● TRECHO APRESENTADO:
* * * * *

Essa determinação reforça os meios telemáticos e informatizados como prova de relação de trabalho, duração de jornada e outras características do relacionamento empresa-trabalhador. Mas terá força suficiente para transformar telefonemas e e-mails, ou espaços entre eles, em jornada ou sobreaviso? Ou até o fato do funcionário receber um telefonema eventual em hora extra?

As comunicações entre empresas e funcionários já são usadas como meio de provas em juízo. Podem provar relação de emprego, remuneração, extensão da jornada de trabalho, horas extras noturnas ou aos domingos e outros detalhes. No Direito Cível, têm servido para provar que determinados contratos foram feitos (basta uma empresa enviar um e-mail fazendo uma proposta, e a pessoa dizer que aceita).

Não é qualquer comunicação, porém, que deve ter implicações jurídicas. O empregado, afinal, poderá telefonar para dizer que sua sogra faleceu e não comparecerá no dia seguinte ou para pedir que guardem na gaveta o bilhete de loteria que ele deixou sobre a mesa; ou algum colega ou chefe poderá ligar para lhe dizer que sua esposa está indo atrás dele em seu bar preferido, carregando um pau de macarrão.

Muitos telefonemas são inadiáveis devido a descumprimentos de obrigações pelo trabalhador, e não para “comando, controle e supervisão”, como consta da norma. O bom senso terá que ser usado, para que a lei dê resultados positivos.

A questão mais controvertida é a do sobreaviso. A Súmula 428 do TST considera uso de telefone e outros meios de comunicação como insuficientes para provar o sobreaviso e, consequentemente, horas extras.

Essa súmula é adequada e é melhor que continue em vigor ou que o sobreaviso seja regulamentado por lei ou nas convenções coletivas, pois não implica necessariamente em horas extras. De um telefonema podem decorrer ou não a necessidade e a imposição de horas extras ao trabalhador. Há casos em que um trabalhador pode aceitar ou recusar o que lhes será pedido. Outros em que só atenderão o que lhes convier. Outros em que o próprio trabalhador insistirá em ficar, por ser forma de, atendendo-o, engordar sua remuneração, seja pela hora extra, seja pela oportunidade de fazer uma venda ao cliente. Haverá aqueles em que o sobreaviso já estará integrado ao salário. Impossível admitir-se uma única interpretação.

Relógio eletrônico
O que ninguém notou até agora são as implicações que esse parágrafo único poderá ter sobre as seguidas e inexplicáveis tentativas do Ministério do Trabalho de impor esse monstrengo caro e inútil, a que chama relógio de ponto eletrônico.

Afirma o parágrafo que “comando, controle e supervisão por meios eletrônicos e telemáticos serão tidos como equivalentes aos de subordinação pessoal e direta”.

* * * * *

● O QUE FAZER:
De acordo com o trecho, o que a Súmula 428 do TST considera insuficiente para provar o sobreaviso? Os itens não têm nenhum papel nesta tarefa.

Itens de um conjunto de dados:
* * * * *

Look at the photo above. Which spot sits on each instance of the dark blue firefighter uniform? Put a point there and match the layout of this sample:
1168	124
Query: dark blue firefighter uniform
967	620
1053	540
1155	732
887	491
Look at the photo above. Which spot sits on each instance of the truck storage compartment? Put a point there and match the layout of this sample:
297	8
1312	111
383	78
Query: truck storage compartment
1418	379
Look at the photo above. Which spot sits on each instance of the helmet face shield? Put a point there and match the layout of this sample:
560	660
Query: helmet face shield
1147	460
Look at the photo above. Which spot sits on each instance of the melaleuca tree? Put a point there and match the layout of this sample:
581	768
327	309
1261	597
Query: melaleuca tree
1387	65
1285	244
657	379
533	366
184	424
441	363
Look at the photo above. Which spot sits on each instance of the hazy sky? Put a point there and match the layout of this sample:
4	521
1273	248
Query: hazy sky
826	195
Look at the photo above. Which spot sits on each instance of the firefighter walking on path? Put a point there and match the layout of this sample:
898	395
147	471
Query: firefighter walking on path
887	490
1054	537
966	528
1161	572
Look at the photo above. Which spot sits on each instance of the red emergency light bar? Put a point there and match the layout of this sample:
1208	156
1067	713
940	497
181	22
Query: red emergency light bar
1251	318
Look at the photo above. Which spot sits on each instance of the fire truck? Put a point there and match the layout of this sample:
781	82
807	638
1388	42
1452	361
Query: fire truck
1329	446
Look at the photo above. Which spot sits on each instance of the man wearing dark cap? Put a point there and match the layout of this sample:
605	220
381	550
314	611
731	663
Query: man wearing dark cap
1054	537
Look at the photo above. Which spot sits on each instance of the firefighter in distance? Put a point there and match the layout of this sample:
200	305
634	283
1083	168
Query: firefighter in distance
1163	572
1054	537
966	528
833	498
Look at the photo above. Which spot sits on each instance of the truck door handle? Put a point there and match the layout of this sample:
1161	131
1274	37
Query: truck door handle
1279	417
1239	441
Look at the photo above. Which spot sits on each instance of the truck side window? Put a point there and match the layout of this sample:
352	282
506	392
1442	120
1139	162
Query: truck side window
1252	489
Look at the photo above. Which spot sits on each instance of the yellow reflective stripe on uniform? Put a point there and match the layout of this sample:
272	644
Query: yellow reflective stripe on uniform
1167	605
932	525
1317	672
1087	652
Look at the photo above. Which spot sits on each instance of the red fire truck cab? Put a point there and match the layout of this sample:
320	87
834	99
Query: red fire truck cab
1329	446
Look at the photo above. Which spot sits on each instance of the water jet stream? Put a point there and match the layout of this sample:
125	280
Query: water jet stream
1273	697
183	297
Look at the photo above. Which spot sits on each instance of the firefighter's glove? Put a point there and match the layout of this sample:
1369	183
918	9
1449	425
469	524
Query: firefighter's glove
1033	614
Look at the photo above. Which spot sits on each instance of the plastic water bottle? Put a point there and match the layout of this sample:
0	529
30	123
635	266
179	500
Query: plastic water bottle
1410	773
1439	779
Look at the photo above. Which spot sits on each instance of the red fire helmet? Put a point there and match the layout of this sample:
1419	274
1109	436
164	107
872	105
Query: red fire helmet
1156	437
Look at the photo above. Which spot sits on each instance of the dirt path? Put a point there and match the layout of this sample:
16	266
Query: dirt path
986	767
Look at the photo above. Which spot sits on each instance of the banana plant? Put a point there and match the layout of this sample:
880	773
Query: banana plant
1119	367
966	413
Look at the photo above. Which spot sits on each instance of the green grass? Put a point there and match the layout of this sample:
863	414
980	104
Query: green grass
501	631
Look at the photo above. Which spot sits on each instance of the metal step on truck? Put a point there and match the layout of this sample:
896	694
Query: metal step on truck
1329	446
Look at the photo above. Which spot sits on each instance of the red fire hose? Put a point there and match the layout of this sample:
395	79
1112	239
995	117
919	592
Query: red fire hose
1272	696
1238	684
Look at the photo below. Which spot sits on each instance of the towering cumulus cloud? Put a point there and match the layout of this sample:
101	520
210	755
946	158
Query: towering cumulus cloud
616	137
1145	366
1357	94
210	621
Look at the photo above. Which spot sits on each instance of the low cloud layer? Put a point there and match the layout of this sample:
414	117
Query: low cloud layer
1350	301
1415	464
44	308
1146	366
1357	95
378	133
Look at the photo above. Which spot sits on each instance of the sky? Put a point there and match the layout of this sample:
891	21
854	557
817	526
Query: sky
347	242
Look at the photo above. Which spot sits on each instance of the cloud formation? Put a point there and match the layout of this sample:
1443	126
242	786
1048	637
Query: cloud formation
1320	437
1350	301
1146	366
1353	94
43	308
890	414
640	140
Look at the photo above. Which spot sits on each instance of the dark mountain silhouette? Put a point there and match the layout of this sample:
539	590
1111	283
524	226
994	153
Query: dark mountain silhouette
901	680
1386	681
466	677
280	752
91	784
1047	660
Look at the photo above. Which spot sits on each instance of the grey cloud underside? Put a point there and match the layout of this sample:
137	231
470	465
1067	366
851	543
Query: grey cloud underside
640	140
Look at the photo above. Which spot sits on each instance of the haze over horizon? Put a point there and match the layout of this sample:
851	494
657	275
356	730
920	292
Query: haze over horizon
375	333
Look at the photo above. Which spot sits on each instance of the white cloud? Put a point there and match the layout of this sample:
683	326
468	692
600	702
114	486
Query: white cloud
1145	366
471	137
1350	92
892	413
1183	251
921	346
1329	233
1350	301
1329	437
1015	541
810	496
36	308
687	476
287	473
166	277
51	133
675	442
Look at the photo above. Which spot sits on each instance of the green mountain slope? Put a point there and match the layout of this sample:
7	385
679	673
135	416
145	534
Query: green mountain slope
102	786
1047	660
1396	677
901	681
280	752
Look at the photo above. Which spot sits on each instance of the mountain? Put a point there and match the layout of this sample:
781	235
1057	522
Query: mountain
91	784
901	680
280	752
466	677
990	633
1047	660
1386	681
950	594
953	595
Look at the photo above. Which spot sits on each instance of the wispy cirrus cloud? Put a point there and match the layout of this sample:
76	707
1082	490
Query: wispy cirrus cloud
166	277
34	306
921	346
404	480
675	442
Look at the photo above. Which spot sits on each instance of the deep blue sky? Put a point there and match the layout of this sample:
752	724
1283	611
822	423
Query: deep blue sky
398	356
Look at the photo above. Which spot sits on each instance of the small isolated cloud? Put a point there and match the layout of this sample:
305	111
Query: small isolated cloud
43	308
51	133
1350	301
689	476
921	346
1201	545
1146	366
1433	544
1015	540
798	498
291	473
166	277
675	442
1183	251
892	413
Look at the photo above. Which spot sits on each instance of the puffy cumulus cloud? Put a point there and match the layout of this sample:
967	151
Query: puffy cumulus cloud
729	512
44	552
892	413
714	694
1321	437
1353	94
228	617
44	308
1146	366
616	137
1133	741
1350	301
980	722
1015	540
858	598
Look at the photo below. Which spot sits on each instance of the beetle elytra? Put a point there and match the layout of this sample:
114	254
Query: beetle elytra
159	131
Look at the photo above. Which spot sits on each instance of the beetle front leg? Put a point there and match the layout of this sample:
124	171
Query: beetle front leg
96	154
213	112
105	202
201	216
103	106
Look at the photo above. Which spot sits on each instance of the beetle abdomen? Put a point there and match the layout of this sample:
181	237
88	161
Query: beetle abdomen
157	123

* * * * *

● SOLUÇÃO PROPOSTA:
O uso de telefone e de outros meios de comunicação.